てんかんは、大脳の神経細胞が過剰に興奮することで、様々な発作を繰り返す病気だ。乳児から思春期までの発症が多いが、働き盛りで発症することもある。また、高齢者は脳卒中やアルツハイマー病での発症も多い。国や人種を問わず、それぞれ人口の約1%に発症し、日本での患者数は約100万人である。
てんかんの症状としては、全身けいれん発作が最多と思われがちだが実際は違う。一番多いのは、けいれんがなくても意識がない発作だ。気付かれにくいので、事故を起こしかねない。東北大学病院てんかん科の中里信和教授に話を聞いた。
「全身けいれんが消えたら、てんかんが治ったと思う患者や医師がいますが、それは大間違いです。一番多いのは複雑部分発作なのです。意識がなくなり、1点を凝視し、動作が止まり、手をモゾモゾ、口をクチュクチュさせるなどの自動動作を示す発作です。仕事中に何かを持ったまま動かなくなり、『電池切れ』といったあだ名がついたり、交通事故を何回も繰り返す人は、この発作の可能性が高いと思います」
複雑部分発作の複雑とは、意識がないこと、部分とは脳の一部だけが興奮することを意味し、側頭葉(そくとうよう)てんかんが、その代表だ。これは脳の深部で記憶や情動を司る海馬(かいば)が萎縮し、硬くなることが原因となる。40~50代で発症するてんかんは、海馬のそばにある扁桃体(へんとうたい)が肥大している場合もあるが、発作は海馬の場合と、ほぼ同じだ。
外来診断だけで発作が消えることも多いが、1年たっても発作が残っている場合、東北大学病院てんかん科では、2週間の入院検査を薦めている。入院には他の医師からの紹介状が必須だ。
4日間は頭に脳波を計る電極をつけたまま、昼も夜も天井につけられたカメラで患者を撮影する。
「脳波とカメラで、発作の瞬間をとらえます。専門の検査技師が全時間をくまなく解析し、小さい発作も見つけ出します。4日目以降は、画像診断や心理テストなどを行ない、さらに家族や職場環境など社会的問題も問診します。
これによって、てんかんの発生場所や程度、治療方針などを決めます。この入院検査では、約3割がてんかん以外の病気だと診断されています。治療方針が決まったら、かかりつけ医に戻し、治療を行なってもらいます」(中里教授)
成人てんかんでは、薬は生涯必要だが、7割の患者は服薬治療でコントロール可能だ。副作用の少ない新薬も数多く登場している。薬が効かなくても発作を止める手術もあり、適切な治療で普通の生活を送ることができる。服薬治療はまずは1年程度2~3種類の薬を試し、それでも発作が消えない場合は、あきらめず専門の病院での入院検査を受けることが大切だ。

§ **作業指示**:
A. てんかんの記事によると、日本でのてんかんの患者数はどのくらいですか。
B. てんかんの記事から、「てんかんは、大脳の神経細胞が」で始まり「れたカメラで患者を撮影する。」で終わる部分をそのまま書き写してください。
次の行は、てんかんの記事とは関係ありません。

§ **提供データ**:

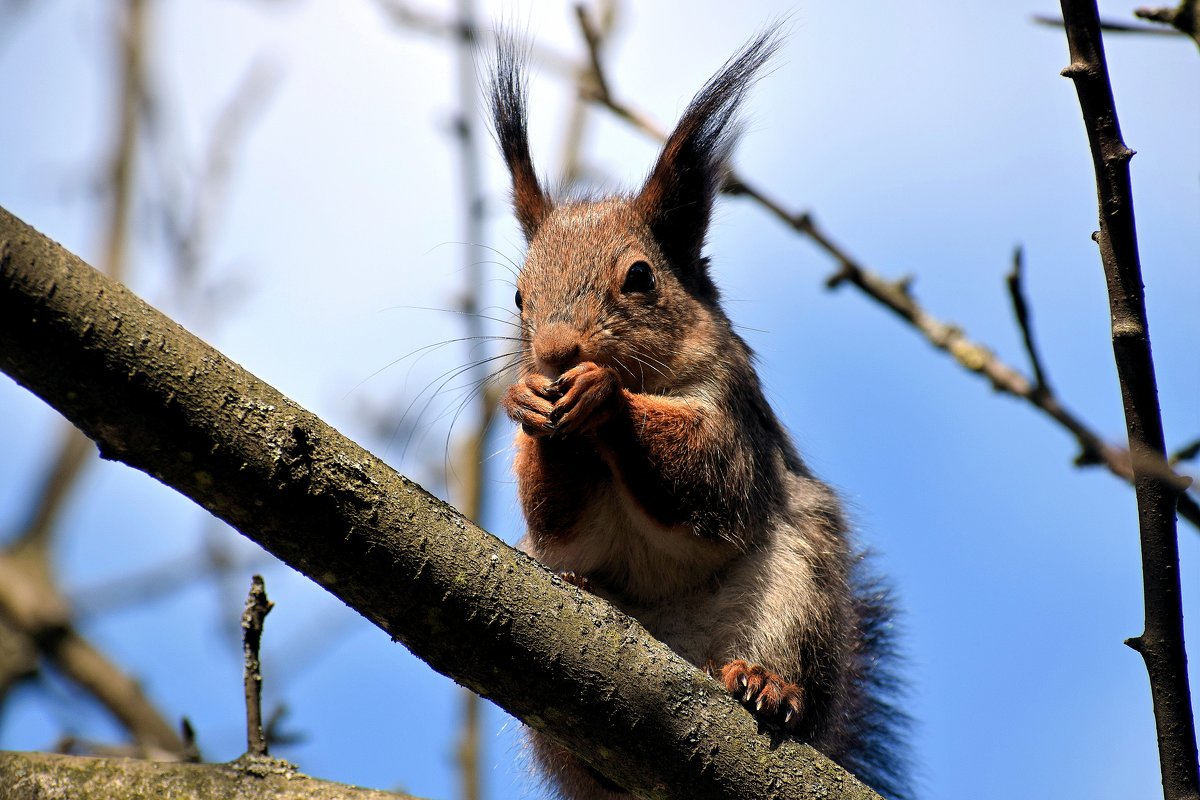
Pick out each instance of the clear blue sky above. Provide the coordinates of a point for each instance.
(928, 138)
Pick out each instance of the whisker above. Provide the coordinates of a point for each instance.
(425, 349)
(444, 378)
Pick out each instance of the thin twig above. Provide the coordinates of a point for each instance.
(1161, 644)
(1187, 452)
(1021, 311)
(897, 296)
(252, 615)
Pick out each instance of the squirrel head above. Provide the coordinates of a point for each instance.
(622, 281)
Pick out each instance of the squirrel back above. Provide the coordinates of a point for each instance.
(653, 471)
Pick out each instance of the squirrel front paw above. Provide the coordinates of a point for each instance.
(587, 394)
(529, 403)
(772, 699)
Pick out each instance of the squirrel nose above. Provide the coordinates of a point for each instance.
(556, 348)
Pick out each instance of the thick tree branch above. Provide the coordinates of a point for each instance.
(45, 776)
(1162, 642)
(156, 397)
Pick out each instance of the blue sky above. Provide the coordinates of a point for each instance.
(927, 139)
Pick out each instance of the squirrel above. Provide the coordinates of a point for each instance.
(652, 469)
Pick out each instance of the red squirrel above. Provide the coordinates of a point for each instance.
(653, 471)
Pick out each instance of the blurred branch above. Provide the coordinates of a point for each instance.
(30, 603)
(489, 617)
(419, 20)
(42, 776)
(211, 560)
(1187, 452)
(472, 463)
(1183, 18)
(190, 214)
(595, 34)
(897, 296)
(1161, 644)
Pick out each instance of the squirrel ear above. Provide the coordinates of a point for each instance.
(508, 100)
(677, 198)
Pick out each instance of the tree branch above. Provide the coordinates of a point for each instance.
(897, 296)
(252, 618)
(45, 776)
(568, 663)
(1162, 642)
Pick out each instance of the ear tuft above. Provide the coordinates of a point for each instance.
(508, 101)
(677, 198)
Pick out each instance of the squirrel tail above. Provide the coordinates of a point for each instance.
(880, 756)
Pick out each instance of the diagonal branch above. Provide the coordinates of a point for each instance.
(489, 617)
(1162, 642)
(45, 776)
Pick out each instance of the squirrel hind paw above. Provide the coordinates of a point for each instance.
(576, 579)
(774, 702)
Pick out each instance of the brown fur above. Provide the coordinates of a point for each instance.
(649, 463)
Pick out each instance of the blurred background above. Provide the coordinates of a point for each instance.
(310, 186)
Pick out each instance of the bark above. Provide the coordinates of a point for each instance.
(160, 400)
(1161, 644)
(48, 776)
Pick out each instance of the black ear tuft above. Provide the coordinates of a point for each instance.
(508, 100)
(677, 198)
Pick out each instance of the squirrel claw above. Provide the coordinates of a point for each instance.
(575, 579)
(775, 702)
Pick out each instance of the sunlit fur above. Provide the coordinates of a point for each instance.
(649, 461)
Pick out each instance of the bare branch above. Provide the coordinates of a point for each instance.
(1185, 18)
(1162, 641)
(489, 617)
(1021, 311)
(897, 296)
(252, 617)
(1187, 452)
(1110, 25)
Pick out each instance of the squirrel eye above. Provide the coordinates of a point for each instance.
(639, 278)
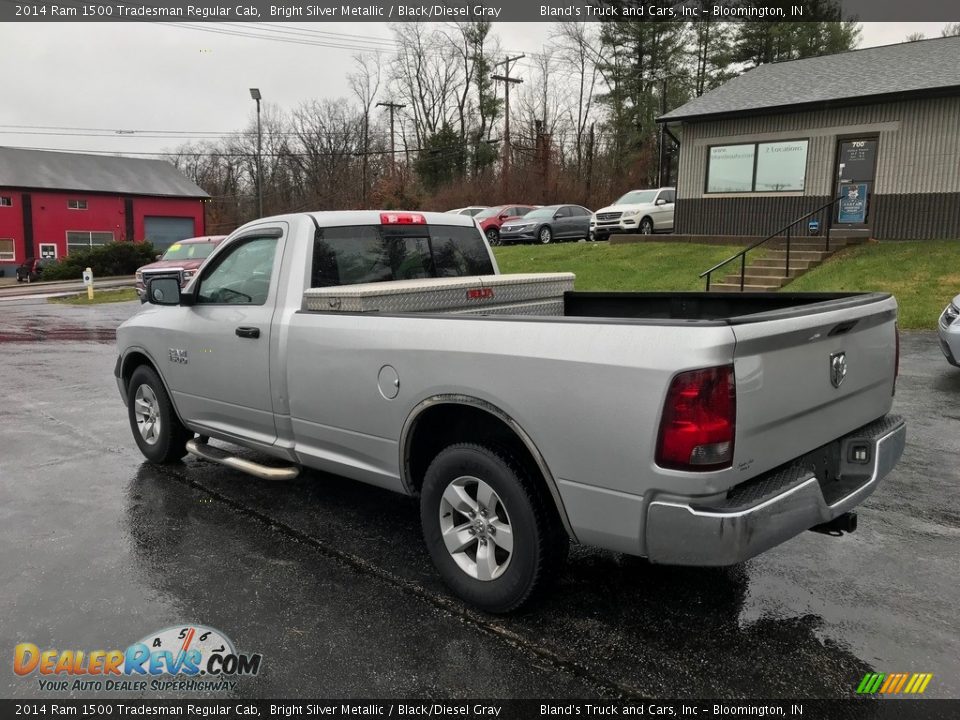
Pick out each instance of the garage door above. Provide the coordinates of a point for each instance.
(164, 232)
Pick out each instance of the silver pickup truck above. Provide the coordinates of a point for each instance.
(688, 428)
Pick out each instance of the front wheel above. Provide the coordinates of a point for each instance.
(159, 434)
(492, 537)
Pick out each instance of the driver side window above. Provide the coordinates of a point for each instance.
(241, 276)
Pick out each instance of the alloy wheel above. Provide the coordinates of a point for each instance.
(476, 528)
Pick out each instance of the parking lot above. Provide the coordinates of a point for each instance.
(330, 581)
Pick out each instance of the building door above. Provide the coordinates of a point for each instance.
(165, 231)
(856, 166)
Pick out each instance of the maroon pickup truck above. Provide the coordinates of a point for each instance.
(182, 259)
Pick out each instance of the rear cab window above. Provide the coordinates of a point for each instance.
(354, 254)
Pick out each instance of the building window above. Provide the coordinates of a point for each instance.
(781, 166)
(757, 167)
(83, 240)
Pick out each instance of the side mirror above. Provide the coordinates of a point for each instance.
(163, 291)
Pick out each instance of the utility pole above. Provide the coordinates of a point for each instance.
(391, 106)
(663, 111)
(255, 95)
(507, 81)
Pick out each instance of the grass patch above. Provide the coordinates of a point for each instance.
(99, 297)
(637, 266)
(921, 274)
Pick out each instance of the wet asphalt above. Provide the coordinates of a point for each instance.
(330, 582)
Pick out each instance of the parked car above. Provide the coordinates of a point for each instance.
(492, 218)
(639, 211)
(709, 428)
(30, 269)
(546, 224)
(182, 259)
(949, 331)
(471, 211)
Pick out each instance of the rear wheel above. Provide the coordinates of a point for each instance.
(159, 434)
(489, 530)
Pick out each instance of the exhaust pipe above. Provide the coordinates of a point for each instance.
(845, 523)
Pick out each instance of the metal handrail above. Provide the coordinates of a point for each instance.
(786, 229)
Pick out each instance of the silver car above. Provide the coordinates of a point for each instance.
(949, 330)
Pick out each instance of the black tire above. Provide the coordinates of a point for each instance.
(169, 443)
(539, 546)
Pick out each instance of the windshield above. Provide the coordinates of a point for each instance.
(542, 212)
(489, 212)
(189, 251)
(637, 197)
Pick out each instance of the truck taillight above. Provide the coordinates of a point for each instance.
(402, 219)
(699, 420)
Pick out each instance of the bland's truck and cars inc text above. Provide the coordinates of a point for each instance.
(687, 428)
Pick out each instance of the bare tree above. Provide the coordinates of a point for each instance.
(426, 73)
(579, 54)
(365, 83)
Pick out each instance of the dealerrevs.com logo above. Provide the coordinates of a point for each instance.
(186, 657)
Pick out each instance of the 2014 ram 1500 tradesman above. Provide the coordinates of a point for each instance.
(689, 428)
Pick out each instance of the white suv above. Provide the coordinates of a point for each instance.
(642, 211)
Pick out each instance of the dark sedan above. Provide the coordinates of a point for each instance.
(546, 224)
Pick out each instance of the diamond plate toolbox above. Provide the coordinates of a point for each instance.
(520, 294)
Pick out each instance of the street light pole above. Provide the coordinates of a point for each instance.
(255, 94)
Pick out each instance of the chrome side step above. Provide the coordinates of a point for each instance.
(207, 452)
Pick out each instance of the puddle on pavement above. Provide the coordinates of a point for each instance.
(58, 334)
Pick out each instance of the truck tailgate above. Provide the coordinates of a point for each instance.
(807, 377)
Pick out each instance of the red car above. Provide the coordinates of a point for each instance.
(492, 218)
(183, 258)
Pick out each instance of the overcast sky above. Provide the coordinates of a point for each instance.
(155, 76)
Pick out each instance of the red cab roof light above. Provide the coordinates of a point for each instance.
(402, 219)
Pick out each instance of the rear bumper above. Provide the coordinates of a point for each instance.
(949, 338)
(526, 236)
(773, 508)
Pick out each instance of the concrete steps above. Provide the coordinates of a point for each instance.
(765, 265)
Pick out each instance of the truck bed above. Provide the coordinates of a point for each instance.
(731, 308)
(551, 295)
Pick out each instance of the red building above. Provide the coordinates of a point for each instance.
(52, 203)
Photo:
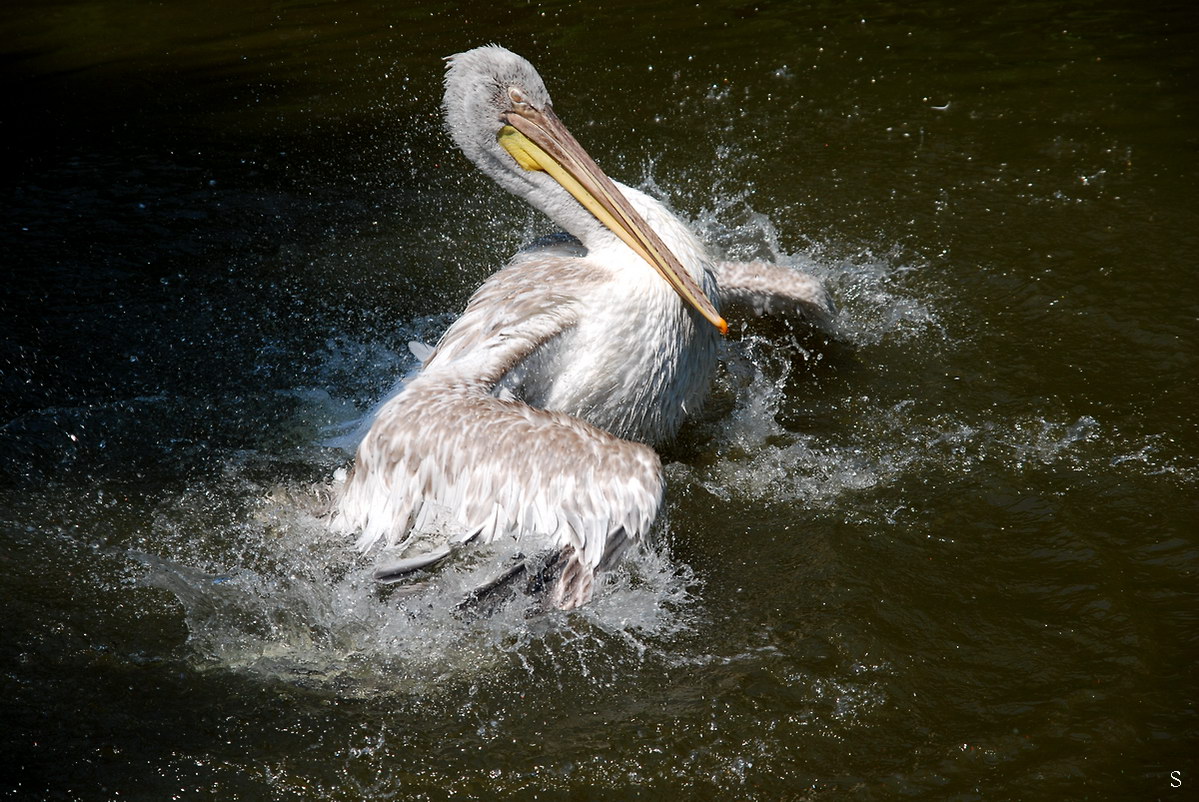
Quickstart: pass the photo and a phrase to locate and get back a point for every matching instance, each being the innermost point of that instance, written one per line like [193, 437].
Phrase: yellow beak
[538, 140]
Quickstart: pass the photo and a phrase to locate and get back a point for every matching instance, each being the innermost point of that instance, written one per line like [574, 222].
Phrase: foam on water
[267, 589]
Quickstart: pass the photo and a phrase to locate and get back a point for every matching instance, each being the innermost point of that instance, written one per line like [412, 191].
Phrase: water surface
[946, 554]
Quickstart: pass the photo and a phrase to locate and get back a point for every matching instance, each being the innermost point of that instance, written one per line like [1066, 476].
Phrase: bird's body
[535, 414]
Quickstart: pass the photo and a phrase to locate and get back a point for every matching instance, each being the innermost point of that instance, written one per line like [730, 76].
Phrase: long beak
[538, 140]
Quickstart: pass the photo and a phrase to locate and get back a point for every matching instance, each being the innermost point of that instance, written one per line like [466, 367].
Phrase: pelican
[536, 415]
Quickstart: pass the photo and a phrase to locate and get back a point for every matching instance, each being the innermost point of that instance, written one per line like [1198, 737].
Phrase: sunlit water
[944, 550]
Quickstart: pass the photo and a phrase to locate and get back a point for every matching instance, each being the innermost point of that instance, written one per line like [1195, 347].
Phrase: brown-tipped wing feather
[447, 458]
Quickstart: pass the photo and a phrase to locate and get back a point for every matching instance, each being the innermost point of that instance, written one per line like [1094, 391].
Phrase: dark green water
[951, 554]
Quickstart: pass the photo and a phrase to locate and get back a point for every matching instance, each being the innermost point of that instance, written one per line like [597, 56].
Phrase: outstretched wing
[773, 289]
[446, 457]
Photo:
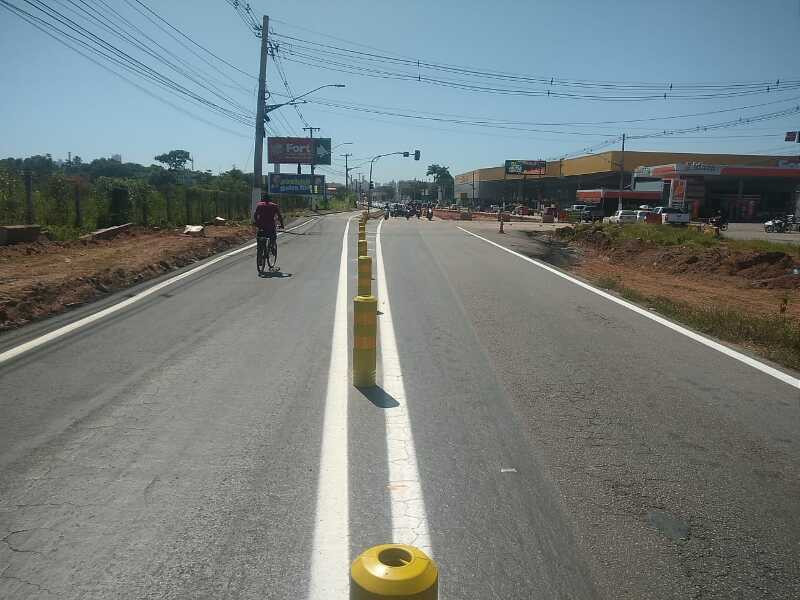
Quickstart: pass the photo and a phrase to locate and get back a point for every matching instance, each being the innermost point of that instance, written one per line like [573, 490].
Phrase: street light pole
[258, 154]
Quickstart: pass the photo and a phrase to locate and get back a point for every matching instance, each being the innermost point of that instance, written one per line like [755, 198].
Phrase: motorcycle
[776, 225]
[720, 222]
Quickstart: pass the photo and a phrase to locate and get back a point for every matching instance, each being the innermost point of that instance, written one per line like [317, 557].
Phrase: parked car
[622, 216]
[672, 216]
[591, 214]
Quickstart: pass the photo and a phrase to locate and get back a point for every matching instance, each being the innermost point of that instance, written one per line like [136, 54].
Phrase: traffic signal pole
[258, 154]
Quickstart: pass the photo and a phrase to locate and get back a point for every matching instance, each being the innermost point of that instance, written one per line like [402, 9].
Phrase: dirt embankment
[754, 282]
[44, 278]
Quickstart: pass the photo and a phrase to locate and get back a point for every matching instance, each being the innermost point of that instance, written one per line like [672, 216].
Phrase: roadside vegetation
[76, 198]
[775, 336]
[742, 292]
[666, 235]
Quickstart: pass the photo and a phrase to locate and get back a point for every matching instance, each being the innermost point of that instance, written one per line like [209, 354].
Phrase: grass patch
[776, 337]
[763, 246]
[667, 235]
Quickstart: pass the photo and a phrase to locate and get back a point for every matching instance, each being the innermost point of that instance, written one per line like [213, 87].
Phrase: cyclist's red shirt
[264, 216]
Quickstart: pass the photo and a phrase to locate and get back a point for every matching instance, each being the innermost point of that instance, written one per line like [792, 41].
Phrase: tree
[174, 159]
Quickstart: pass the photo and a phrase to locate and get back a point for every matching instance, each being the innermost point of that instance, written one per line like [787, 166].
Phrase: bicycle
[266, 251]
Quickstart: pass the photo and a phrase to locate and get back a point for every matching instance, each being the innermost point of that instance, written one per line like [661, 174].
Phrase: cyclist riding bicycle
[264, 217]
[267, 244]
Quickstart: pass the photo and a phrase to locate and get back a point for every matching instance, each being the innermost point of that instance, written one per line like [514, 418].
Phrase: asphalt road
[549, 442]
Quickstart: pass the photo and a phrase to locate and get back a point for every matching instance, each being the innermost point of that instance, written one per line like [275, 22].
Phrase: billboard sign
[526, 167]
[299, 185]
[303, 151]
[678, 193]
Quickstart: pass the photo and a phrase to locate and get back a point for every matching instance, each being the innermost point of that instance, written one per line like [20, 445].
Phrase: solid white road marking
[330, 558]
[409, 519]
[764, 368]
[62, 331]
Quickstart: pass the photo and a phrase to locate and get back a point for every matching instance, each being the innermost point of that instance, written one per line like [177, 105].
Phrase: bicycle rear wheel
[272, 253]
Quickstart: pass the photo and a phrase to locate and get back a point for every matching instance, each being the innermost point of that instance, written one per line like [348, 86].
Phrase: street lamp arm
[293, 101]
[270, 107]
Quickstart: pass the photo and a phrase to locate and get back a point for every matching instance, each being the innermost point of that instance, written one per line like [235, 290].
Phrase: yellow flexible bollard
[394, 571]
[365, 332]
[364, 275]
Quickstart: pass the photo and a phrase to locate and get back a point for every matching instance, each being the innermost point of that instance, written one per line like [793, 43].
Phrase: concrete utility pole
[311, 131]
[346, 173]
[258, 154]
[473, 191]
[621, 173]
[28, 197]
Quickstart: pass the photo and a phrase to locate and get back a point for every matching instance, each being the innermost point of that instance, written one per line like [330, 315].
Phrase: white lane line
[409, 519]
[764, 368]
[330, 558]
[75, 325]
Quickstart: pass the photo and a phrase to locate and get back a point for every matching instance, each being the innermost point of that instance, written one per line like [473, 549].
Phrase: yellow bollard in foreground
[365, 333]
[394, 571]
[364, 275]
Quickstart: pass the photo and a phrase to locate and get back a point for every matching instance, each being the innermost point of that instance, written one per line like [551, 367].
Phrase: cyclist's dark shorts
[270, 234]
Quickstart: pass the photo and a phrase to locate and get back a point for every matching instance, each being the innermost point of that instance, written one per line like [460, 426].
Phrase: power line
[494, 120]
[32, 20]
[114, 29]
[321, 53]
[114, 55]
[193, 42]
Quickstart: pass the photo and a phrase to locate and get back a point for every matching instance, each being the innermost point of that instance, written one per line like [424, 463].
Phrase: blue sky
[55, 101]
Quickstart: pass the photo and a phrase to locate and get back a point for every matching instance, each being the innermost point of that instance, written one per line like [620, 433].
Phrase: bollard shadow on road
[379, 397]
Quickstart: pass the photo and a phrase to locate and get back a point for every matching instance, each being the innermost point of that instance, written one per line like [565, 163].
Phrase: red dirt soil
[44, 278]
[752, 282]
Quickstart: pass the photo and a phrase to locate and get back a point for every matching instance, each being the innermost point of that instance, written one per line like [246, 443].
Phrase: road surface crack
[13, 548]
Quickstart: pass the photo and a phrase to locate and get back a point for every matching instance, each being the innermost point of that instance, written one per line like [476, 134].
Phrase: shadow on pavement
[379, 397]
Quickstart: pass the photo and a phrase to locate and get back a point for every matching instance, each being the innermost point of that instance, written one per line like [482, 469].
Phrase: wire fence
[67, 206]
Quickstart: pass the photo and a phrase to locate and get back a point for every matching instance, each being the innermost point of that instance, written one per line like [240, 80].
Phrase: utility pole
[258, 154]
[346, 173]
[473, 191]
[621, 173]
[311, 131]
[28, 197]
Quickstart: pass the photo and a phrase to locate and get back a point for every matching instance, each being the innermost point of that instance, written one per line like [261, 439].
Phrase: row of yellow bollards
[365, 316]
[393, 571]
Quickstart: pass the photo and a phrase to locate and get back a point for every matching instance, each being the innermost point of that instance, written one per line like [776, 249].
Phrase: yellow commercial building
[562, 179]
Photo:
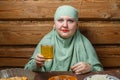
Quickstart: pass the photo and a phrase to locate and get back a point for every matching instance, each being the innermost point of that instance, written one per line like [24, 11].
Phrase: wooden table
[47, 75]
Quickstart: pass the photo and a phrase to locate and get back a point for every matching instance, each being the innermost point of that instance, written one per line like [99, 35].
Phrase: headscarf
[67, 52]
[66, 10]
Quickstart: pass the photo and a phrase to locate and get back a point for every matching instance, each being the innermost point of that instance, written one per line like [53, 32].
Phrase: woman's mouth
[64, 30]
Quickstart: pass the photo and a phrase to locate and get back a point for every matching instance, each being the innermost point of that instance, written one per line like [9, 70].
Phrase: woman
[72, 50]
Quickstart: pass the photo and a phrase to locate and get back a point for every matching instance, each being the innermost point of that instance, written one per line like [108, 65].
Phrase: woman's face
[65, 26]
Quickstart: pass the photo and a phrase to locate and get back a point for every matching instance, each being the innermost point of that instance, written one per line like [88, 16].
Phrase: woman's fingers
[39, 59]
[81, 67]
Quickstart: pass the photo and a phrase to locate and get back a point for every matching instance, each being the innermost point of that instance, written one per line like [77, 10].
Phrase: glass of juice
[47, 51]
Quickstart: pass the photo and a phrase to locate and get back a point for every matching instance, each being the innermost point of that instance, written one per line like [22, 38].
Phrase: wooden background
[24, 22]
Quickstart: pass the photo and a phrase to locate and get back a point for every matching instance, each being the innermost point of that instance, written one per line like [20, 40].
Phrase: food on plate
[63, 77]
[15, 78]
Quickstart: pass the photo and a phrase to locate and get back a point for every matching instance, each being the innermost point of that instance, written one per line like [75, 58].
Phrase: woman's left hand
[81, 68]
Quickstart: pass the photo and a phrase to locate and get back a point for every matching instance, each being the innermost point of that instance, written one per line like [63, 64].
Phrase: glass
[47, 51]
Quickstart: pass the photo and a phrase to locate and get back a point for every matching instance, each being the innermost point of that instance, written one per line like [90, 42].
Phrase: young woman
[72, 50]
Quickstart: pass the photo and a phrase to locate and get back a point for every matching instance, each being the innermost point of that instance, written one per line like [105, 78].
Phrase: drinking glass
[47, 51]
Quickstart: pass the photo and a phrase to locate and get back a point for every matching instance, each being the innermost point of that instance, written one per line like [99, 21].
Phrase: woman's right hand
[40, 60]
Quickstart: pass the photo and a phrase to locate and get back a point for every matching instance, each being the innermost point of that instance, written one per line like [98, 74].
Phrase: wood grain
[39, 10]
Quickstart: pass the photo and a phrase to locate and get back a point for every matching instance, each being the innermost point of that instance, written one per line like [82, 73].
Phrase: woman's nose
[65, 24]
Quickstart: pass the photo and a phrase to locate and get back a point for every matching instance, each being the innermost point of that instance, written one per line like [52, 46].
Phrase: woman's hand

§ **作業結果**:
A. 約100万人です。

B.
てんかんは、大脳の神経細胞が過剰に興奮することで、様々な発作を繰り返す病気だ。乳児から思春期までの発症が多いが、働き盛りで発症することもある。また、高齢者は脳卒中やアルツハイマー病での発症も多い。国や人種を問わず、それぞれ人口の約1%に発症し、日本での患者数は約100万人である。
てんかんの症状としては、全身けいれん発作が最多と思われがちだが実際は違う。一番多いのは、けいれんがなくても意識がない発作だ。気付かれにくいので、事故を起こしかねない。東北大学病院てんかん科の中里信和教授に話を聞いた。
「全身けいれんが消えたら、てんかんが治ったと思う患者や医師がいますが、それは大間違いです。一番多いのは複雑部分発作なのです。意識がなくなり、1点を凝視し、動作が止まり、手をモゾモゾ、口をクチュクチュさせるなどの自動動作を示す発作です。仕事中に何かを持ったまま動かなくなり、『電池切れ』といったあだ名がついたり、交通事故を何回も繰り返す人は、この発作の可能性が高いと思います」
複雑部分発作の複雑とは、意識がないこと、部分とは脳の一部だけが興奮することを意味し、側頭葉(そくとうよう)てんかんが、その代表だ。これは脳の深部で記憶や情動を司る海馬(かいば)が萎縮し、硬くなることが原因となる。40~50代で発症するてんかんは、海馬のそばにある扁桃体(へんとうたい)が肥大している場合もあるが、発作は海馬の場合と、ほぼ同じだ。
外来診断だけで発作が消えることも多いが、1年たっても発作が残っている場合、東北大学病院てんかん科では、2週間の入院検査を薦めている。入院には他の医師からの紹介状が必須だ。
4日間は頭に脳波を計る電極をつけたまま、昼も夜も天井につけられたカメラで患者を撮影する。